**TASK TO COMPLETE**
Work out how many lines in the records include the word "drop", then answer with nothing but that number.

**MATERIAL SHOWN**
##########
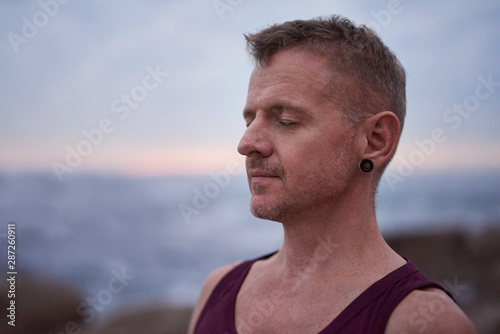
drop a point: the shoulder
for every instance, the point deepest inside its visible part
##########
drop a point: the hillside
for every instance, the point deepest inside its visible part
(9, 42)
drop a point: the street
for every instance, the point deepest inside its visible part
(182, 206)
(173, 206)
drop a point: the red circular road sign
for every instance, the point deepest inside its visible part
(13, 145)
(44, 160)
##########
**FINISHED EXERCISE**
4